> [Stated task]: Output the records exactly. Include every line.

(Dataset rows on where objects appear)
>>>

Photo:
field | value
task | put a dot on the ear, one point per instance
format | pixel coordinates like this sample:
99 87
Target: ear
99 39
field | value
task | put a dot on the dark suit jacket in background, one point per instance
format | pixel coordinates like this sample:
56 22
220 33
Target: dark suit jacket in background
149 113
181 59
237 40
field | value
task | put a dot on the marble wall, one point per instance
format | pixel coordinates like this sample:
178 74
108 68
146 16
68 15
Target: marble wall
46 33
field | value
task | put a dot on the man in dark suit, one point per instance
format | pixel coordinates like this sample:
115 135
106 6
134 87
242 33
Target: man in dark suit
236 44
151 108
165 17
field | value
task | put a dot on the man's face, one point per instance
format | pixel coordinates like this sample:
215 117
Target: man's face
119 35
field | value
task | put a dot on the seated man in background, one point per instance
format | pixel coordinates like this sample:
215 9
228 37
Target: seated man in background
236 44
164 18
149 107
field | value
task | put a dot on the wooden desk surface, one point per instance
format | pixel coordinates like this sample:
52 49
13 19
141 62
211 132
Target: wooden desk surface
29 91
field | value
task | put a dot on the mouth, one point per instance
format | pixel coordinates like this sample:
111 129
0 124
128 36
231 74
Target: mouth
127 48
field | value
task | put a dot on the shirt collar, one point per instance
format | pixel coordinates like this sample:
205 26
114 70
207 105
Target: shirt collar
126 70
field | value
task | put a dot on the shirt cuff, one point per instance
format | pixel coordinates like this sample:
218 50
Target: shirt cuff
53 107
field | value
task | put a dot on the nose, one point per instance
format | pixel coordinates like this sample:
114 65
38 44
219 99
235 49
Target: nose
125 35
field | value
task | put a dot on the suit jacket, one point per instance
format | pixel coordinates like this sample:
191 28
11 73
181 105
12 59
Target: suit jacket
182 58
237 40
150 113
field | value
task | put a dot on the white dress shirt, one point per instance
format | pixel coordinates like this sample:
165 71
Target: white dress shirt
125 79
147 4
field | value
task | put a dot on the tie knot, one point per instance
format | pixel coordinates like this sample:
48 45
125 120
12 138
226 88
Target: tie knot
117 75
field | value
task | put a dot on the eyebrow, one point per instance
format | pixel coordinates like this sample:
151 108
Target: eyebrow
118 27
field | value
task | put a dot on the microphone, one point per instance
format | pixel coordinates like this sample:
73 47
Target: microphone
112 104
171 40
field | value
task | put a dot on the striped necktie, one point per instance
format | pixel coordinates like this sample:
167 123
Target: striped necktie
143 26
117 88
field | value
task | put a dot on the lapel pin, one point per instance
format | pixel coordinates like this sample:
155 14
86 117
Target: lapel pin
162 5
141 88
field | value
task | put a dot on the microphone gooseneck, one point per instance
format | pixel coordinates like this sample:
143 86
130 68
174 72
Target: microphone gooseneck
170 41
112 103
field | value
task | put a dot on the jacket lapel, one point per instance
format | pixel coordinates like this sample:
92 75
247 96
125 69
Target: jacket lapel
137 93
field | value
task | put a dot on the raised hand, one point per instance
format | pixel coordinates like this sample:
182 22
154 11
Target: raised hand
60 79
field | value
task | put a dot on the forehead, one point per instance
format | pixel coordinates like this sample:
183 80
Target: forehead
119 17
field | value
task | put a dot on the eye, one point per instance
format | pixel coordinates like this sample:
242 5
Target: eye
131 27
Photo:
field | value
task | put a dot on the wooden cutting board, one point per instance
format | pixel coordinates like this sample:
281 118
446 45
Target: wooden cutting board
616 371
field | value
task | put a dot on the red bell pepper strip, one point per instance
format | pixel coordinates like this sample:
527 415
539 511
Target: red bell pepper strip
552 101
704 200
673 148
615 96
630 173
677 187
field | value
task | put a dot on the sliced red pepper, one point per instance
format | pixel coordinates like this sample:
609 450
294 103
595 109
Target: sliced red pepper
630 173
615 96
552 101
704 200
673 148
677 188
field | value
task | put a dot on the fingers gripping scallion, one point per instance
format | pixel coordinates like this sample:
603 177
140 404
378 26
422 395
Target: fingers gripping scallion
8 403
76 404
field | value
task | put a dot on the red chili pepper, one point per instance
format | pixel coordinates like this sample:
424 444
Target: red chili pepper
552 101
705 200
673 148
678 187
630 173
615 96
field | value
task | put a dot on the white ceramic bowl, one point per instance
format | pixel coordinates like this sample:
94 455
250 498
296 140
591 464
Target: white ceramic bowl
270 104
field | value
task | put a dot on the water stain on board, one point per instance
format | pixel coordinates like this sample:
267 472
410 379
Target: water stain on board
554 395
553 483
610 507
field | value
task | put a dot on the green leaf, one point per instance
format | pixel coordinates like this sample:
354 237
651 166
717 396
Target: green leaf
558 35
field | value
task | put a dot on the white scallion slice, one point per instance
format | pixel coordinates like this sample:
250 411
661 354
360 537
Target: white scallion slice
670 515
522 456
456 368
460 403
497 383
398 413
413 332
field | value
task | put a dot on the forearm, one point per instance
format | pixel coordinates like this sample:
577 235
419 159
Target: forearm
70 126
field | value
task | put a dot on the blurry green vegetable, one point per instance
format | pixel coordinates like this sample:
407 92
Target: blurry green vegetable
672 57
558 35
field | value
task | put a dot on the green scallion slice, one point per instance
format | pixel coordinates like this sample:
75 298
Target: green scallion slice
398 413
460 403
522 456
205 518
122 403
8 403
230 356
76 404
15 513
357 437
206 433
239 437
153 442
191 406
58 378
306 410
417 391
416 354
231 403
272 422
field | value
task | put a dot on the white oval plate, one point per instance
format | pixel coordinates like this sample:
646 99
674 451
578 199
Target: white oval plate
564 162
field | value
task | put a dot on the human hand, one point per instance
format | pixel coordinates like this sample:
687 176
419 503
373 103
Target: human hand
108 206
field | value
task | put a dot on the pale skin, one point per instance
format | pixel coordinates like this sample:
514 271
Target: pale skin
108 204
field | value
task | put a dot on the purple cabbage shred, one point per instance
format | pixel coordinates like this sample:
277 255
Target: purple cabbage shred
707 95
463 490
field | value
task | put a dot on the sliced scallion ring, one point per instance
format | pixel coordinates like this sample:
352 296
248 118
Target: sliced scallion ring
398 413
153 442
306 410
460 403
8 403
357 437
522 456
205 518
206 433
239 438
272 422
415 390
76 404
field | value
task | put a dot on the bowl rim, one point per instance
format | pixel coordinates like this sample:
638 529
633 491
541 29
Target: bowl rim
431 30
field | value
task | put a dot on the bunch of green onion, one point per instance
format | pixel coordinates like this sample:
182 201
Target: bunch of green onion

<<<

> [Exercise answer]:
Photo:
field | value
task | put a dot on the ear, one point per instance
format | pixel coordinates like this sample:
99 87
Target: ear
99 39
field | value
task | put a dot on the dark suit jacket in background, one point per instance
format | pixel coordinates like this sample:
56 22
220 33
Target: dark suit jacket in background
149 113
181 59
237 40
field | value
task | put a dot on the marble wall, one point per instance
format | pixel coordinates like this sample:
178 74
108 68
146 16
68 15
Target: marble wall
46 33
field | value
task | put a dot on the man in dark suit, one point per instance
format | pixel coordinates like this sample:
115 135
106 6
134 87
242 33
Target: man in dark suit
236 44
151 108
165 17
field | value
task | put a dot on the man's face, one point per instance
format | pixel coordinates like this sample:
215 117
Target: man's face
119 35
field | value
task | put a dot on the seated man in background, one point per instance
format | pixel coordinates like this sample:
215 9
228 37
Target: seated man in background
236 44
164 18
149 107
field | value
task | put a dot on the wooden desk surface, one point per instance
format | pixel coordinates like this sample:
52 49
13 19
141 62
211 132
Target: wooden desk surface
29 91
field | value
task | put a dot on the mouth, one point per instance
format | pixel coordinates like this sample:
111 129
0 124
128 36
231 74
Target: mouth
127 48
field | value
task | put a dot on the shirt collar, one point per instance
format | pixel coordinates like this sample:
205 26
114 70
207 105
Target: shirt collar
126 70
field | value
task | put a dot on the shirt cuff, one point per instance
format | pixel coordinates like this sample:
218 50
Target: shirt cuff
53 107
field | value
task | put a dot on the nose, one point per instance
format | pixel coordinates like this sample:
114 65
38 44
219 99
235 49
Target: nose
125 35
field | value
task | put a dot on the suit jacket, one point per instance
format | pixel coordinates like this sample:
191 28
11 73
181 105
12 59
Target: suit jacket
182 58
237 40
150 113
field | value
task | put a dot on the white dress shirt, one point per instance
format | pixel coordinates like this sample:
165 71
Target: white dress shirt
125 79
147 4
field | value
task | put a dot on the tie knot, one point per instance
format | pixel coordinates like this sample:
48 45
125 120
12 138
226 88
Target: tie knot
117 75
field | value
task | put a dot on the eyebrow, one point per instance
format | pixel coordinates like this sample:
151 108
Target: eyebrow
118 27
field | value
task | put a dot on the microphone, one point per instance
format | pixel coordinates like this sample:
73 47
Target: microphone
112 104
171 40
field | value
task | put a dot on the striped necktie, one point per instance
format | pixel coordinates like this sample:
167 123
Target: striped necktie
143 26
117 88
field | value
task | put a dot on the lapel pin, one point per instance
format | pixel coordinates like this sample:
155 14
86 117
Target: lapel pin
162 5
141 88
field | value
task | put a dot on the microphone gooseneck, one point per instance
format | pixel coordinates like this sample:
143 86
130 68
174 72
Target: microphone gooseneck
170 41
112 103
field | value
task | put a dot on the jacket lapel, one point per instance
format | pixel coordinates like this sample:
92 75
247 96
125 69
Target: jacket lapel
137 93
field | value
task | put a dot on the raised hand, one point per instance
format | pixel coordinates like this sample:
182 22
154 11
Target: raised hand
60 79
field | value
task | put a dot on the forehead, one point per instance
format | pixel coordinates like this sample:
183 80
Target: forehead
119 17
field | value
task | put a dot on the eye, one point per instance
format | pixel coordinates like this sample:
242 5
Target: eye
131 27
Photo:
field | value
task | put a dot on the wooden cutting board, one point per instance
format | pixel coordinates like this sample:
281 118
446 45
Target: wooden cutting board
616 371
field | value
task | put a dot on the red bell pepper strip, one point per instance
format | pixel coordinates like this sample:
527 415
539 511
Target: red bell pepper strip
552 101
704 200
673 148
615 96
630 173
677 187
field | value
task | put a dot on the sliced red pepper, one point per instance
format | pixel coordinates like this sample:
609 450
294 103
595 109
Target: sliced red pepper
630 173
615 96
552 101
704 200
673 148
677 188
field | value
task | put a dot on the fingers gripping scallion, one point per instance
format | pixel coordinates like this sample:
603 177
140 404
378 26
422 395
Target: fingers gripping scallion
8 403
76 404
field | value
task | put a dot on the red chili pepper, one point per instance
format | pixel coordinates like this sample:
424 444
Target: red chili pepper
552 101
705 200
673 148
678 187
630 173
615 96
field | value
task | put a dot on the white ceramic bowl, one point per instance
format | pixel coordinates like this sample:
94 455
250 498
296 140
591 464
Target: white ceramic bowl
270 104
field | value
task | put a dot on the water stain on board, one point per instance
format | pixel coordinates like this sample:
267 472
410 379
Target: water stain on board
554 395
553 483
610 507
field | value
task | put a dot on the green leaf, one point per instance
format | pixel coordinates like this sample:
354 237
651 166
717 396
Target: green leaf
558 35
field | value
task | put a dot on the white scallion slice, one point per instance
format | pixel coordinates like this sample:
250 411
661 354
360 537
Target: white scallion slice
670 515
522 456
456 368
460 403
497 383
398 413
413 332
field | value
task | put a dot on the forearm, one point per instance
format | pixel coordinates like this sample:
577 235
419 159
Target: forearm
70 126
field | value
task | put a dot on the blurry green vegetable, one point per instance
format | pixel coordinates like this sample:
407 92
Target: blurry green vegetable
672 57
558 35
field | value
task | put a dot on the green scallion slice, one point per instance
format | pixel coordinates like this sample:
75 298
Target: green scallion slice
398 413
460 403
522 456
205 518
122 403
8 403
230 356
76 404
15 513
357 437
206 433
239 437
153 442
191 406
58 378
306 410
417 391
416 354
231 403
272 422
field | value
task | put a dot on the white oval plate, one point per instance
format | pixel coordinates like this sample:
646 99
674 451
578 199
Target: white oval plate
564 162
field | value
task | put a dot on the human hand, one point per instance
format | pixel coordinates like this sample:
687 176
419 503
373 103
Target: human hand
108 206
field | value
task | put a dot on the pale skin, one point per instance
format | pixel coordinates like this sample:
514 271
Target: pale skin
108 204
field | value
task | put a dot on the purple cabbage shred, one point per instance
format | pixel coordinates like this sample:
277 255
Target: purple cabbage shred
707 95
463 490
field | value
task | put a dot on the sliced scallion ring, one point per instance
format | pixel coordinates like this sample:
352 296
248 118
Target: sliced scallion ring
398 413
153 442
306 410
460 403
8 403
357 437
522 456
205 518
206 433
239 438
272 422
415 390
76 404
field | value
task | put a dot on the bowl rim, one point per instance
format | pixel coordinates like this sample:
638 529
633 491
541 29
Target: bowl rim
431 30
field | value
task | put a dot on the bunch of green onion, one point per instance
format | pixel coordinates like this sample:
182 201
Target: bunch of green onion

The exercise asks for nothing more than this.